*** Provided data
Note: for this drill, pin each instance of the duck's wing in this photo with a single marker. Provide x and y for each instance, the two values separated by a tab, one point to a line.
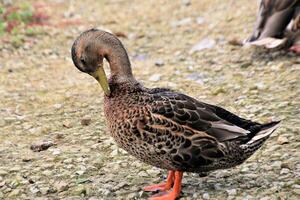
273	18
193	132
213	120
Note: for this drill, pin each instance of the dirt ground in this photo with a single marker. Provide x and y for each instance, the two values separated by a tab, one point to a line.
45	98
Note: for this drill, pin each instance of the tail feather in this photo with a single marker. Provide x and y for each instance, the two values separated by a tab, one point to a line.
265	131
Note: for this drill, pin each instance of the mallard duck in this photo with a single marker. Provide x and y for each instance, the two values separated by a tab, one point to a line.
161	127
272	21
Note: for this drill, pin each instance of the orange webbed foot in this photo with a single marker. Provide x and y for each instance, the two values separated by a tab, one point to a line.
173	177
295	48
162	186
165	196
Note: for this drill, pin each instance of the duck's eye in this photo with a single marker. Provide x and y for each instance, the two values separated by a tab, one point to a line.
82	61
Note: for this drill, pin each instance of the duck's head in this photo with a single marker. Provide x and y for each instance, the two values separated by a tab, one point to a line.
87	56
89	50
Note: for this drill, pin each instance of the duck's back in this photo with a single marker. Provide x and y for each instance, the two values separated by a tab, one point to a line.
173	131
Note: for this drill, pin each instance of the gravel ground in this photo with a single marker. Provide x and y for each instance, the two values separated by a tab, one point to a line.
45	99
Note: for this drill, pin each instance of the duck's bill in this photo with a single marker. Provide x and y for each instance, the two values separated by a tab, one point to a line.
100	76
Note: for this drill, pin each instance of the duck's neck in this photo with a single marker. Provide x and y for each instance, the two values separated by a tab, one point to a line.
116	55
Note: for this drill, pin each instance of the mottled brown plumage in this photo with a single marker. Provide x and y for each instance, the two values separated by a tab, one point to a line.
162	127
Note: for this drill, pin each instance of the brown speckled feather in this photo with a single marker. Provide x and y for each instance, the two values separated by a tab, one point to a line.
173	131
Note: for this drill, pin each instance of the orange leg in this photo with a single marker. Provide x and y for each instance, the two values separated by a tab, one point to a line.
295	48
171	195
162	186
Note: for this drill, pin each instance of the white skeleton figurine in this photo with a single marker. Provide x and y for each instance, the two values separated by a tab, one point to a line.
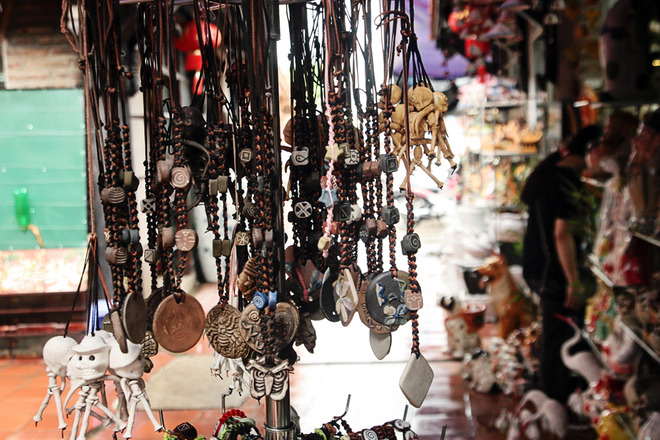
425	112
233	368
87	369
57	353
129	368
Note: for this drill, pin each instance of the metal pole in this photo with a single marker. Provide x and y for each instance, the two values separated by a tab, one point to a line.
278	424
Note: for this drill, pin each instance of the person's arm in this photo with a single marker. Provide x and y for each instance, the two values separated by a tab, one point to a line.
******
How to complete this task:
Set down all the material exactly once more. No pictures.

Response box:
Note: for this drill, pin each instance of the duck's wing in this photo with a single marker. Provide x and y for each instance, the two values separated by a tab, one point to a line.
273	18
193	132
213	120
Note: for this drill, pin each instance of the dirt ground in this photo with a single marker. Provide x and y for each instance, the two values separated by a tab, one point to a line.
45	98
Note: for this drill, pin each instance of the tail feather in this photo with a single marker. Provide x and y for each instance, the two values separated by a tab, one point to a line.
265	131
Note: for this drill, pin each instance of the mallard duck in this photo with a single marker. Provide x and y for each instance, the two values separated by a tab, one point to a line.
161	127
272	21
Note: for this drill, pin each instance of the orange webbed foot in this photo with a single marker. Provide x and y for each instance, the two values separated by a tab, one point to a line.
173	177
295	48
162	186
165	196
Note: for this drill, pin each instance of the duck's eye in this photo with a single marker. Provide x and y for each instance, the two values separated by a tab, one point to a line.
82	61
Note: for this drill, pin each instance of the duck's head in this photo with a single marker. Provide x and y for each instance, the two values separated by a tab, one point to a line.
87	56
89	50
Note: for this drill, pin each instance of the duck's back in this photo with a single marker. Provide x and y for each instance, the two values separated by a tab, one point to a line.
173	131
Note: for this drill, pin each instance of the gravel ground in this photo with a single marker. Provide x and y for each instance, the two values separated by a tab, one point to a line.
45	99
Note: for this drill, pin each instance of the duck's bill in this photo with a single marker. Provide x and y for each instance, the two values separated by a tab, one point to a line.
100	76
Note: for this drill, pin each instance of the duck's neck in this photo with a single marker. Provide x and y for each instance, the two values separated by a tab, one point to a line.
116	55
Note: for this drill, pin each instance of the mottled brown plumage in this photo with a single marker. Provide x and y for each instance, the two values separated by a tab, one point to a line.
162	127
Note: for this drill, pin each instance of the brown speckled feather in this photo with a single marker. Provide x and y for each instance, the two values separated by a tab, one point to a line.
173	131
Note: for this drill, pin each instance of the orange leg in this photo with a single marker. Provide x and y for each instance, the two values separated by a tab, one point to a line.
295	48
171	195
162	186
Note: for this drill, pin each instance of the white skeleton figurine in this photo with a single marker. Provide x and y for each instance, the two values separated by a tab, one point to a line.
425	112
233	368
87	369
57	353
129	368
Note: for this drill, pin each instance of the metal pole in this photo with a single marker. Provide x and y for each instance, the two values separated by a tab, one point to a line.
278	424
Note: for this drill, pin each instance of the person's arm in this photo with a single marker. Provide x and y for each instance, the two values separated by a tab, one point to a line.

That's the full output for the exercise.